**Document segment:**
══════════════════════════════
Functional job analysis (FJA) is a classic example of a task-oriented technique. Developed by Fine and Cronshaw in 1944, work elements are scored in terms of relatedness to data (0–6), people (0–8), and things (0–6), with lower scores representing greater complexity. Incumbents, considered subject matter experts (SMEs), are relied upon, usually in a panel, to report elements of their work to the job analyst. Using incumbent reports, the analyst uses Fine's terminology to compile statements reflecting the work being performed in terms of data, people, and things. The Dictionary of Occupational Titles uses elements of the FJA in defining jobs.

===Worker-oriented===
Worker-oriented procedures aim to examine the human attributes needed to perform the job successfully. These human attributes have been commonly classified into four categories: knowledge, skills, abilities, and other characteristics (KSAO). Knowledge is the information people need in order to perform the job. Skills are the proficiencies needed to perform each task. Abilities are the attributes that are relatively stable over time. Other characteristics are all other attributes, usually personality factors. The KSAOs required for a job are inferred from the most frequently-occurring, important tasks. In a worker-oriented job analysis, the skills are inferred from tasks and the skills are rated directly in terms of importance of frequency. This often results in data that immediately imply the important KSAOs. However, it can be hard for SMEs to rate skills directly.

The Fleishman Job Analysis System (F-JAS) developed by Edwin A. Fleishman represents a worker-oriented approach. Fleishman factor-analyzed large data sets to discover a common, minimum set of KSAOs across different jobs. His system of 73 specific scales measure three broad areas: Cognitive (Verbal Abilities; Idea Generation & Reasoning Abilities; Quantitative Abilities; Memory; Perceptual Abilities; Spatial Abilities; and Attentiveness), Psychomotor (Fine Manipulative Abilities; Control Movement Abilities; and Reaction Time and Speed Abilities), and Physical (Physical Strength Abilities; Endurance; Flexibility, Balance, and Coordination; Visual Abilities; and Auditory and Speech Abilities).
══════════════════════════════
**Listed records:**
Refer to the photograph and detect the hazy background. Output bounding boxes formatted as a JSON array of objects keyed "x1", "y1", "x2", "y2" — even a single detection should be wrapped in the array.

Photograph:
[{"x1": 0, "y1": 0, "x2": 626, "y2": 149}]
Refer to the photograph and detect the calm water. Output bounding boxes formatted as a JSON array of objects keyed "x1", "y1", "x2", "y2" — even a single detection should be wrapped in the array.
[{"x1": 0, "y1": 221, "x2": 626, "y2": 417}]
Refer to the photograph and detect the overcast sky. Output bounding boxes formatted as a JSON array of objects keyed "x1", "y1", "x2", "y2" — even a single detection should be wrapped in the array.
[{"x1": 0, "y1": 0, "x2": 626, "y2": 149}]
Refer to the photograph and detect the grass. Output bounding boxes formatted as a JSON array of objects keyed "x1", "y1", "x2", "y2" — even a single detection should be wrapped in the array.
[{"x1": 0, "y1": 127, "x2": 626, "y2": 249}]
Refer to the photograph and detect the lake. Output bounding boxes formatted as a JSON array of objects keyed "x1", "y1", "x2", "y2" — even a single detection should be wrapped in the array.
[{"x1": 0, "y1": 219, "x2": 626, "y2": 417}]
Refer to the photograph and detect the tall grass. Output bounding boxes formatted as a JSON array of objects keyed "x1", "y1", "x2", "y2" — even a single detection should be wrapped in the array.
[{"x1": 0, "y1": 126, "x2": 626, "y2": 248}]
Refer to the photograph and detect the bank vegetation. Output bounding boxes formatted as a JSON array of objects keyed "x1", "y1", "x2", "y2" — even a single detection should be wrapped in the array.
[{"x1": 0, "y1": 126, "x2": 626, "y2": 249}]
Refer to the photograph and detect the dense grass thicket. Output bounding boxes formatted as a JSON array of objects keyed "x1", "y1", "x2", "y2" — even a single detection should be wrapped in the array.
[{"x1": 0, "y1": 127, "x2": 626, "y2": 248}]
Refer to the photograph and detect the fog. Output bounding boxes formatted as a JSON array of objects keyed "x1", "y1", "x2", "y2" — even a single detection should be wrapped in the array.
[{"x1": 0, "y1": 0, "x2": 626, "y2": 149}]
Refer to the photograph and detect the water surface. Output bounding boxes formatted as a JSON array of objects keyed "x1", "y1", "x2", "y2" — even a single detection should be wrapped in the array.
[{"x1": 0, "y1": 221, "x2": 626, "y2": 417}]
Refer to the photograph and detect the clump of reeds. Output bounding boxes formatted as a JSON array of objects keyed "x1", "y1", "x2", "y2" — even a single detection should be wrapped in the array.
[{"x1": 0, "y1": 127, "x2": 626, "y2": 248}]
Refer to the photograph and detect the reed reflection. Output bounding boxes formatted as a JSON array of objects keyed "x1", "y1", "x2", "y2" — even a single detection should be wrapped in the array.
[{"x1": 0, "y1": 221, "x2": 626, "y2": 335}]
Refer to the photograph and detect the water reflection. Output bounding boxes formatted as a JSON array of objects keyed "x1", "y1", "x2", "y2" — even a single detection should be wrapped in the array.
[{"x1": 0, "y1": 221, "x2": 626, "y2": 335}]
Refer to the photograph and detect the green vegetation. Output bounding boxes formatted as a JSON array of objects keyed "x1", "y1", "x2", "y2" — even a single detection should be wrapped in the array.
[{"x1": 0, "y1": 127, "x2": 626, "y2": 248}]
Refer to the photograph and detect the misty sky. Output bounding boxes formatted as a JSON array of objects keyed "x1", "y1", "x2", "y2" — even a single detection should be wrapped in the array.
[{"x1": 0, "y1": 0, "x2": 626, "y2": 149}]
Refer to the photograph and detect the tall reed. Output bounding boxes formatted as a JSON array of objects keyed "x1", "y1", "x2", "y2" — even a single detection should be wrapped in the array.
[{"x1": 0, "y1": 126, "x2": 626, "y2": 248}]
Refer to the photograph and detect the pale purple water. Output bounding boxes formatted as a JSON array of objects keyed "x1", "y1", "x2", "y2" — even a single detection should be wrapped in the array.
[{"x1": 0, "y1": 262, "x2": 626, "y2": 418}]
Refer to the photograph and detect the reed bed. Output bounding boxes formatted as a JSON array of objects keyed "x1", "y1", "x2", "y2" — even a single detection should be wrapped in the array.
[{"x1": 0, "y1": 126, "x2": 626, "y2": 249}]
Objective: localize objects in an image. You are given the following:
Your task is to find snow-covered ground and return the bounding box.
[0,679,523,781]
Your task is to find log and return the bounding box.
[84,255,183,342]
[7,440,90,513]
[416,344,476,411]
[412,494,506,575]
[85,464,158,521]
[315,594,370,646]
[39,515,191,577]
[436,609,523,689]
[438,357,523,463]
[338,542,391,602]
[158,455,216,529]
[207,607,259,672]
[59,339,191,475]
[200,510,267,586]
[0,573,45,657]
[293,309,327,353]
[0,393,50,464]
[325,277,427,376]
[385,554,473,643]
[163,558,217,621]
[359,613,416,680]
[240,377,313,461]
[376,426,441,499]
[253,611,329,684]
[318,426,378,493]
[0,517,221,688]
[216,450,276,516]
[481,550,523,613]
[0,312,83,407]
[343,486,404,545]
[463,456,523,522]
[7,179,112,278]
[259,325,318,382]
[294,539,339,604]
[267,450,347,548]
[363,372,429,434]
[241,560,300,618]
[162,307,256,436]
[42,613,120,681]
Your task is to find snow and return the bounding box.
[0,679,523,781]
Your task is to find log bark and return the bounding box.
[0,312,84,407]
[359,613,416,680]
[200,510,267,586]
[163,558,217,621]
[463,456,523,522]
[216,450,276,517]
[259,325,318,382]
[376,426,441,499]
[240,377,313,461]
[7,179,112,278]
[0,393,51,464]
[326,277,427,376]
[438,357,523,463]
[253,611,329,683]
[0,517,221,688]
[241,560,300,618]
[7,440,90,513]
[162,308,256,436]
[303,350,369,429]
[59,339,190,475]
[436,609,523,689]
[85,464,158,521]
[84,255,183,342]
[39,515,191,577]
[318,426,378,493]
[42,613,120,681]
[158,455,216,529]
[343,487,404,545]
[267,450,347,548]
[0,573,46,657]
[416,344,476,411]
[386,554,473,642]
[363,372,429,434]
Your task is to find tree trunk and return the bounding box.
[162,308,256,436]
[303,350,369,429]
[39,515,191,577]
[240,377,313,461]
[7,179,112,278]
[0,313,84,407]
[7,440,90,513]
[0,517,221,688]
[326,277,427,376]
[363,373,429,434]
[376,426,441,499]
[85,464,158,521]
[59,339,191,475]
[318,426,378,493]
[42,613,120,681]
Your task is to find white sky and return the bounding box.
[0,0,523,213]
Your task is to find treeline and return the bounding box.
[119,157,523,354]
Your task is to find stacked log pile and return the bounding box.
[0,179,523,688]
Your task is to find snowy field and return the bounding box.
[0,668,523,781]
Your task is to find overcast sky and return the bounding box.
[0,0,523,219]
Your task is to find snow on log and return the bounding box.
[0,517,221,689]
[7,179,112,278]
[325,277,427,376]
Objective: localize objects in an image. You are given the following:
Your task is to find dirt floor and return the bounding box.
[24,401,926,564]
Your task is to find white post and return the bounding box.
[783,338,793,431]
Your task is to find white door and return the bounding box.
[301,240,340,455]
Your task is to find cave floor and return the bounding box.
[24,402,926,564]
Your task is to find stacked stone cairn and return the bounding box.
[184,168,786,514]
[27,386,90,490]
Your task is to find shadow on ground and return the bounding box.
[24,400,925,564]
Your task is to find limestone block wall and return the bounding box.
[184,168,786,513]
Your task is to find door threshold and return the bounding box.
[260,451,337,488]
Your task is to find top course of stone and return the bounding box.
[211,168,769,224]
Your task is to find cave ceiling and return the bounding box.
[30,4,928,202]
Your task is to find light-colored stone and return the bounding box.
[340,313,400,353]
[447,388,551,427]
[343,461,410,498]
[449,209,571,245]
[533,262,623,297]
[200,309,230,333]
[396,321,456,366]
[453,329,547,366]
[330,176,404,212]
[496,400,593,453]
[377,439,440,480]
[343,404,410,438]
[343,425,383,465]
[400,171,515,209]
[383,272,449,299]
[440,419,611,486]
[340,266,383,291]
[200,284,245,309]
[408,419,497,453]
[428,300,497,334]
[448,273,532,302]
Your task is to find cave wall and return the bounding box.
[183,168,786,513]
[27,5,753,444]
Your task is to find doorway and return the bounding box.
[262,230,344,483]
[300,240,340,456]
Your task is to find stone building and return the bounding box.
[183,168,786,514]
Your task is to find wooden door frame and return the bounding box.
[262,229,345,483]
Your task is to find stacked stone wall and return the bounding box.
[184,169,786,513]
══════════════════════════════
**Task instructions:**
• A. Answer these questions from the job analysis text:
(i) In functional job analysis, what score range is used for relatedness to people?
(ii) What four categories make up KSAO?
(iii) How many specific scales does the Fleishman Job Analysis System contain?
• B. Reproduce the job analysis text word for word from "The Fleishman Job" to "and Speech Abilities).".

**Outputs by task:**
• A.
(i) 0–8
(ii) Knowledge, skills, abilities, and other characteristics
(iii) 73

• B.
The Fleishman Job Analysis System (F-JAS) developed by Edwin A. Fleishman represents a worker-oriented approach. Fleishman factor-analyzed large data sets to discover a common, minimum set of KSAOs across different jobs. His system of 73 specific scales measure three broad areas: Cognitive (Verbal Abilities; Idea Generation & Reasoning Abilities; Quantitative Abilities; Memory; Perceptual Abilities; Spatial Abilities; and Attentiveness), Psychomotor (Fine Manipulative Abilities; Control Movement Abilities; and Reaction Time and Speed Abilities), and Physical (Physical Strength Abilities; Endurance; Flexibility, Balance, and Coordination; Visual Abilities; and Auditory and Speech Abilities).